### Uraian Tugas:
Ubah paragraf dalam teks bacaan yang diawali "Keluarga korban dan masyarakat mengadakan ibadah" menjadi daftar butir yang lebih ringkas tanpa menghilangkan fakta utamanya.

### Teks Bacaan:

☆ ☆ ☆ ☆ ☆ ☆ ☆

Timika, Jubi – Keluarga korban kasus pembunuhan dan mutilasi empat warga Nduga di Kabupaten Mimika memperingati 1 tahun kasus pembunuhan itu dengan ibadah di Gereja Kemah Injil di Tanah Papua atau Kingmi Jemaat Efesus, Mimika, Papua Tengah, Selasa (22/8/2023). Usai beribadah, keluarga korban dan warga mengadakan bakar batu.
Keluarga korban dan masyarakat mengadakan ibadah di Gereja Kingmi Jemaat Efesus di Kampung Kadun Jaya, Distrik Wania, untuk memperingati pembunuhan terhadap Arnold Lokbere, Irian Nirigi, Lemaniel Nirigi, dan Atis Tini. Keempat warga yang berasal dari Kabupaten Nduga itu dibunuh dan dimutilasi oleh empat warga sipil dan enam prajurit TNI dari Brigade Infanteri Raider 20/Ima Jaya Keramo di Satuan Pemukiman 1, Distrik Mimika Baru, Kabupaten Mimika pada 22 Agustus 2022.
Salah satu kerabat korban,Pale Gwijangge menyatakan pembunuhan dan mutilasi itu menimbulkan duka yang mendalam bagi keluarga korban, karena perlakuan pelaku terhadap keempat korban sangat sadis dan tidak manusiawi. “Hari ini kami datang duduk bukan mengucap syukur kepada Tuhan. Kami datang hadir untuk memperingati setahun tragedi kemanusiaan [itu],” kata Gwijangge.

☆ ☆ ☆ ☆ ☆ ☆ ☆

### Daftar Data:
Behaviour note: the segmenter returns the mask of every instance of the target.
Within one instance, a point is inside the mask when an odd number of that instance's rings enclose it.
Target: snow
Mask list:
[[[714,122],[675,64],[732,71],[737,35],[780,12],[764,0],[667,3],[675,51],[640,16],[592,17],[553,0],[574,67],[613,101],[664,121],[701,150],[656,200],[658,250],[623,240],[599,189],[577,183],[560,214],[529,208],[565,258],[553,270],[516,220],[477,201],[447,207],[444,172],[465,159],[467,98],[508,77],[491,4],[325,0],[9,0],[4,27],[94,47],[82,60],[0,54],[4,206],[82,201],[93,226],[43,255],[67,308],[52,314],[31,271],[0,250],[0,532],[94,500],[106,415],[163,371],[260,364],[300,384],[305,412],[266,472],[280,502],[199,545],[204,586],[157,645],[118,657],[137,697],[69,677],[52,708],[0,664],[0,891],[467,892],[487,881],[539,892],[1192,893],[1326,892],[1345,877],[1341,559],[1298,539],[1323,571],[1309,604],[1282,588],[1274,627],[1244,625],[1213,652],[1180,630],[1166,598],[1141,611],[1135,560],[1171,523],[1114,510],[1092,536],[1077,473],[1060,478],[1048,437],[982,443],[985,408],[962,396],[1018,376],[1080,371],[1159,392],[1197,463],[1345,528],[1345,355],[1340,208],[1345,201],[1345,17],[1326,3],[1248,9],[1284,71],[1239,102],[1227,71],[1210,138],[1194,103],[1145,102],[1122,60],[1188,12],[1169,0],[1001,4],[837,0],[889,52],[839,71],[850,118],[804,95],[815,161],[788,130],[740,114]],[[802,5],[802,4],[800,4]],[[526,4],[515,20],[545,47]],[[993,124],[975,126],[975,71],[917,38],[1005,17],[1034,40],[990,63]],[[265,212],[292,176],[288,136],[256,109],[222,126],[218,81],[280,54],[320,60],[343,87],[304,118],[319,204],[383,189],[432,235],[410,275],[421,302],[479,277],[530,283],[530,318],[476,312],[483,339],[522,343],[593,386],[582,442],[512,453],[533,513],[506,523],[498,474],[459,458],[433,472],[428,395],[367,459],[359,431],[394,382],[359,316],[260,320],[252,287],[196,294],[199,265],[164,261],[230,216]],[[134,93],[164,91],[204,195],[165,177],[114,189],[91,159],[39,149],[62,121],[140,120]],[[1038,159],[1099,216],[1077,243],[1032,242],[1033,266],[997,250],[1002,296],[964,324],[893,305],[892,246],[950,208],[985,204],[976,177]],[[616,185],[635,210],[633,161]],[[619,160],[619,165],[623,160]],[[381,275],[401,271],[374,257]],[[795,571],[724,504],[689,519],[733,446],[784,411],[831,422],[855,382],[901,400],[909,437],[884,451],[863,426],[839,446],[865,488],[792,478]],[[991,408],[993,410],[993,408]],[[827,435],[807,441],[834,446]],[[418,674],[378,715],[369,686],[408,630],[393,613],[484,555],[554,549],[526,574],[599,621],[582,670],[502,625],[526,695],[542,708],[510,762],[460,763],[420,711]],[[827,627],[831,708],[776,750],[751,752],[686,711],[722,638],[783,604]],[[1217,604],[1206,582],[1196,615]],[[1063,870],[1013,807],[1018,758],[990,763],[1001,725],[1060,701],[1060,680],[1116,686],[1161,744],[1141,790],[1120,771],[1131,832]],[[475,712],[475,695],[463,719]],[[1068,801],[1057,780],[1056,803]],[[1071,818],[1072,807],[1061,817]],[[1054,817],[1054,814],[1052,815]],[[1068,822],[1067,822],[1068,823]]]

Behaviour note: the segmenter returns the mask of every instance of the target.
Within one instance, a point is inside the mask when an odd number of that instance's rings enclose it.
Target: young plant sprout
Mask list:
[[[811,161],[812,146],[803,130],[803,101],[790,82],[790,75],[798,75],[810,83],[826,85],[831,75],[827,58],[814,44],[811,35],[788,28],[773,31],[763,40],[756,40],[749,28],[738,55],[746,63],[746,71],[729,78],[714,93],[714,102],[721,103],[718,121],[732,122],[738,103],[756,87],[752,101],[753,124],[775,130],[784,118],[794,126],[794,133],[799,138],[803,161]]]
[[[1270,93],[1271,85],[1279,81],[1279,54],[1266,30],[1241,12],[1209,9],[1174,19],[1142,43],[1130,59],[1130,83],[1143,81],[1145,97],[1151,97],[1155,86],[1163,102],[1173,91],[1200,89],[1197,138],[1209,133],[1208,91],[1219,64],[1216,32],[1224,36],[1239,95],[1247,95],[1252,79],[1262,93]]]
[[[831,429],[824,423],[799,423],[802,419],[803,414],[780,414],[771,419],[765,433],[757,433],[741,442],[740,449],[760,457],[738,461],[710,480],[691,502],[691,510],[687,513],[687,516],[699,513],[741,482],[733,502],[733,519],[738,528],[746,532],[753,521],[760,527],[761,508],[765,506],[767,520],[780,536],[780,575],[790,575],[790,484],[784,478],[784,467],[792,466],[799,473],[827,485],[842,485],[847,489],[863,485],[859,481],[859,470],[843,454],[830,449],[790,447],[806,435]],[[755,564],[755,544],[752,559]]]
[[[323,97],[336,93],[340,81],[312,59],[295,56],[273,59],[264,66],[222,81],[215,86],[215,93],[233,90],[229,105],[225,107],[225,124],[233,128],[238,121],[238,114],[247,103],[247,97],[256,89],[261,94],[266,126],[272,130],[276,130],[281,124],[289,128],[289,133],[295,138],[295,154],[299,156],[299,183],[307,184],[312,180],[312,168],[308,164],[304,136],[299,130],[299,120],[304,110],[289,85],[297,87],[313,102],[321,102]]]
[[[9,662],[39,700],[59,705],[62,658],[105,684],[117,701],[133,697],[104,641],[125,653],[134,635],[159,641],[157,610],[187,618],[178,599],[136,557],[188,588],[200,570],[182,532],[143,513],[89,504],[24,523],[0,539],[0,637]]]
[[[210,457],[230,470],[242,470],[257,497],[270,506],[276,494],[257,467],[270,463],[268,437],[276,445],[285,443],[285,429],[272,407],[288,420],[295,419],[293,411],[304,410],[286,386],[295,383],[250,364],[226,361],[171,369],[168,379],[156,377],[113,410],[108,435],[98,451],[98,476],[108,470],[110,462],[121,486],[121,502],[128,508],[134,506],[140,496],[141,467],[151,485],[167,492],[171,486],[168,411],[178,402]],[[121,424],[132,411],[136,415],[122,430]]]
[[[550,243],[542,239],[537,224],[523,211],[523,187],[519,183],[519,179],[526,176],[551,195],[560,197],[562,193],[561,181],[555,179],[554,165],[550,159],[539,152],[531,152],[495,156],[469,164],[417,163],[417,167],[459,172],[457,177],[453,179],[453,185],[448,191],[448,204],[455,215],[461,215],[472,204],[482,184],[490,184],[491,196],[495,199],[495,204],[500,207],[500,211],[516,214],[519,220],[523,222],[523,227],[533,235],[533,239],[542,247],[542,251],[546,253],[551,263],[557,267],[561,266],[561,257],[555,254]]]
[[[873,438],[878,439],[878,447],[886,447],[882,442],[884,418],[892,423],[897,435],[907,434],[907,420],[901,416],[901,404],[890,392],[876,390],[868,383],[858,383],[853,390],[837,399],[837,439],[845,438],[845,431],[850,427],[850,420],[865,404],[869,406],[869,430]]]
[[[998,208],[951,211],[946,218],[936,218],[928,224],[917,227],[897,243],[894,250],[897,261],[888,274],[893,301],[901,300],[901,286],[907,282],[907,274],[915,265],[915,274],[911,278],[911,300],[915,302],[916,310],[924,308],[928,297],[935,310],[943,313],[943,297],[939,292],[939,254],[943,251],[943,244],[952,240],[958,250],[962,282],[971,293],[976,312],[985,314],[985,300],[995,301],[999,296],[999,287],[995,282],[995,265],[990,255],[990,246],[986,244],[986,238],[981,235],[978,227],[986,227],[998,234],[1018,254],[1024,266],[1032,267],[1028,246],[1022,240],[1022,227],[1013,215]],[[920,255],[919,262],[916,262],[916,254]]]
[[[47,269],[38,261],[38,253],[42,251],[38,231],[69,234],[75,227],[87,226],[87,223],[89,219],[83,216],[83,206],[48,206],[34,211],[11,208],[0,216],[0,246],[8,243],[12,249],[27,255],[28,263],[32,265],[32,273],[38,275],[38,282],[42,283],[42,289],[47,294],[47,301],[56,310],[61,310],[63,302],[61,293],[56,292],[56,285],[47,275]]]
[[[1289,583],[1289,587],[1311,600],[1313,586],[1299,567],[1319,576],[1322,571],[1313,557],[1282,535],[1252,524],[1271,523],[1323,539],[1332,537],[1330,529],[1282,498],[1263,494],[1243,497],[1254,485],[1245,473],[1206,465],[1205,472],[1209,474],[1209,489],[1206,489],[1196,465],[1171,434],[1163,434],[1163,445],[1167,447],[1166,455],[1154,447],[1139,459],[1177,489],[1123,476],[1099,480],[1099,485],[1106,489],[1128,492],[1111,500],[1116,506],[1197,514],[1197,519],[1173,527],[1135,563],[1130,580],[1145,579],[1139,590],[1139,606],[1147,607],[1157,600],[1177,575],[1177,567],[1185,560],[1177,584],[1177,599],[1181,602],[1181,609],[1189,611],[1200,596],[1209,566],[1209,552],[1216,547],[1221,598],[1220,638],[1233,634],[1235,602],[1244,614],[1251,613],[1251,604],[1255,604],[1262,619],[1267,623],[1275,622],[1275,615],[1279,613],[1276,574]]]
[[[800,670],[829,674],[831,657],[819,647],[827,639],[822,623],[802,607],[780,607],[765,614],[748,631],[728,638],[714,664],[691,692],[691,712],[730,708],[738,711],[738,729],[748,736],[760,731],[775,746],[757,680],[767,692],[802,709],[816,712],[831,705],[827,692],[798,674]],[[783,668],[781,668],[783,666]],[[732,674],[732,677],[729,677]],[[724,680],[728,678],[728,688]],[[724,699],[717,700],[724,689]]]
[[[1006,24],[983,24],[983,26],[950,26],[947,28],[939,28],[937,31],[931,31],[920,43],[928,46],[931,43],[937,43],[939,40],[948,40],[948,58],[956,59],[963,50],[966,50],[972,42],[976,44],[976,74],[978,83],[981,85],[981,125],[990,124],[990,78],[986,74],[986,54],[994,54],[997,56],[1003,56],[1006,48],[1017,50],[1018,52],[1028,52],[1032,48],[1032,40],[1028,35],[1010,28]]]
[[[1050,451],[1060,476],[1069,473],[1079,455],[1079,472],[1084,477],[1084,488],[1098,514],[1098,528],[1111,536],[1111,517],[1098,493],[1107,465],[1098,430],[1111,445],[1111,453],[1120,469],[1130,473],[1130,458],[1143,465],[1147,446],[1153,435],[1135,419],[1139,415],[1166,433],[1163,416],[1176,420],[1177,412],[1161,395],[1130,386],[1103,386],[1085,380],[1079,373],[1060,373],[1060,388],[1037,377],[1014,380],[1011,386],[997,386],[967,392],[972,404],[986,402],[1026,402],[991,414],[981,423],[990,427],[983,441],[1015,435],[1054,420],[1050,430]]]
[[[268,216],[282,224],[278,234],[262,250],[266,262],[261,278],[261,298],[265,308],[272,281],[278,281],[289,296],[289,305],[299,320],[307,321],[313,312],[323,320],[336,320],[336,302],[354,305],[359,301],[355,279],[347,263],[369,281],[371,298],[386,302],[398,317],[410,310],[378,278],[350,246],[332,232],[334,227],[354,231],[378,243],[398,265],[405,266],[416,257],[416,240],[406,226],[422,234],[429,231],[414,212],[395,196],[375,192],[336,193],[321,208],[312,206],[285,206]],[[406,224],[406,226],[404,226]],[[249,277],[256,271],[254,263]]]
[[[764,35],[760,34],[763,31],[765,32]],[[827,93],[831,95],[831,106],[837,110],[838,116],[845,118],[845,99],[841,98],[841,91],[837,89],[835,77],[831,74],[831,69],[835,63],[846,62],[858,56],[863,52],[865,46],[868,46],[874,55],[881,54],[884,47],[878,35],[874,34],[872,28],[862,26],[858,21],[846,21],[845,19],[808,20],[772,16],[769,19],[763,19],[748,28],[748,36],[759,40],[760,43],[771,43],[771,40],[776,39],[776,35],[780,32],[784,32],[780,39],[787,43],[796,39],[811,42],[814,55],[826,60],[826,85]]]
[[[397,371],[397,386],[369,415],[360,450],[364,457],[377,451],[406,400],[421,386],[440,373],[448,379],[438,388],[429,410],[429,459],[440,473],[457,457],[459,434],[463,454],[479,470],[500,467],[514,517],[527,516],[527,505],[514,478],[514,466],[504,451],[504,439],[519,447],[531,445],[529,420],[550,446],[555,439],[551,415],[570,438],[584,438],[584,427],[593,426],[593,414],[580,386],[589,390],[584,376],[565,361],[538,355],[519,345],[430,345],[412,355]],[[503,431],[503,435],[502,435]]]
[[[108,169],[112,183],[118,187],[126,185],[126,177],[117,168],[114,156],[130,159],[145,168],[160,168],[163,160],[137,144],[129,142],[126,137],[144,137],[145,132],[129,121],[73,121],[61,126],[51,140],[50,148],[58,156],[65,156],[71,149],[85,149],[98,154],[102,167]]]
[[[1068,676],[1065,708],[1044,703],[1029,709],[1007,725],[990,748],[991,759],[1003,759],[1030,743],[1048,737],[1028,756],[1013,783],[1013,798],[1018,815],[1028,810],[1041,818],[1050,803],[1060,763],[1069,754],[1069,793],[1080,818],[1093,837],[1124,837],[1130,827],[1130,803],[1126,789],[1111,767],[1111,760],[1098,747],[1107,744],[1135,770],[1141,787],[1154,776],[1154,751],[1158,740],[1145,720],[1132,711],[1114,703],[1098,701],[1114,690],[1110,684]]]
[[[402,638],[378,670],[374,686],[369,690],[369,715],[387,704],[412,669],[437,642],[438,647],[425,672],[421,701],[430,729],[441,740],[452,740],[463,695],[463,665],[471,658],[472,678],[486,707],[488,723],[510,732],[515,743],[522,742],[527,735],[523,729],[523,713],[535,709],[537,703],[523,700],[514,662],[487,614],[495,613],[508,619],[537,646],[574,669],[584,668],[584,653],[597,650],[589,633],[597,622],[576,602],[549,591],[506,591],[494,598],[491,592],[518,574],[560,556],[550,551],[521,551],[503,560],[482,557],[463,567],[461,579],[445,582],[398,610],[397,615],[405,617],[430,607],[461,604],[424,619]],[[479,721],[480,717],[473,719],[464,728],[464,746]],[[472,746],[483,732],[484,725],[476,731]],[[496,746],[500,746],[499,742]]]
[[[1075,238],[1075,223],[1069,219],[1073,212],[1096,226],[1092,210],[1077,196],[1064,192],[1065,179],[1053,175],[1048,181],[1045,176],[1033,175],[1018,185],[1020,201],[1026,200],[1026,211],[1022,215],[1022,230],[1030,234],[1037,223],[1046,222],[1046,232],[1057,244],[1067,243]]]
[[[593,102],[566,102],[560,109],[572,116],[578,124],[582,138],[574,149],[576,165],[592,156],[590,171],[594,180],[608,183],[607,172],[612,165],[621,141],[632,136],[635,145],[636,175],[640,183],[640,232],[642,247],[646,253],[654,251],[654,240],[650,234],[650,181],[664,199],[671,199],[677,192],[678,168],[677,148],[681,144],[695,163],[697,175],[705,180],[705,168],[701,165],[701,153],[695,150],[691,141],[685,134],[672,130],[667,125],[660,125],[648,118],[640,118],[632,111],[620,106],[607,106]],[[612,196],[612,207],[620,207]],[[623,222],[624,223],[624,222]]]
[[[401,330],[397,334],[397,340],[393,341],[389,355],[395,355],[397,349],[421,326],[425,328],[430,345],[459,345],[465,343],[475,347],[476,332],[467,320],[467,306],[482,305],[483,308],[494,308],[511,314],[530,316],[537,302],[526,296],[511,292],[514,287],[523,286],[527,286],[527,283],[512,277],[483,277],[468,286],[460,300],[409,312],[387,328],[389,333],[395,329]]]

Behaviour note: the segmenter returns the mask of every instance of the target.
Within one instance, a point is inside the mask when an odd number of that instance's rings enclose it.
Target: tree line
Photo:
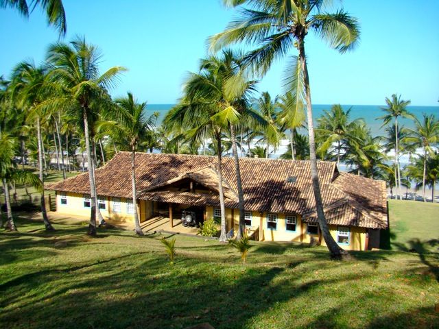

☆ ☆ ☆ ☆ ☆ ☆ ☆

### Latihan Selesai:
- Keluarga korban dan masyarakat beribadah di Gereja Kingmi Jemaat Efesus, Kampung Kadun Jaya, Distrik Wania.
- Ibadah itu memperingati pembunuhan Arnold Lokbere, Irian Nirigi, Lemaniel Nirigi, dan Atis Tini, warga asal Kabupaten Nduga.
- Keempatnya dibunuh dan dimutilasi oleh empat warga sipil dan enam prajurit TNI dari Brigade Infanteri Raider 20/Ima Jaya Keramo.
- Peristiwa itu terjadi di Satuan Pemukiman 1, Distrik Mimika Baru, Kabupaten Mimika, pada 22 Agustus 2022.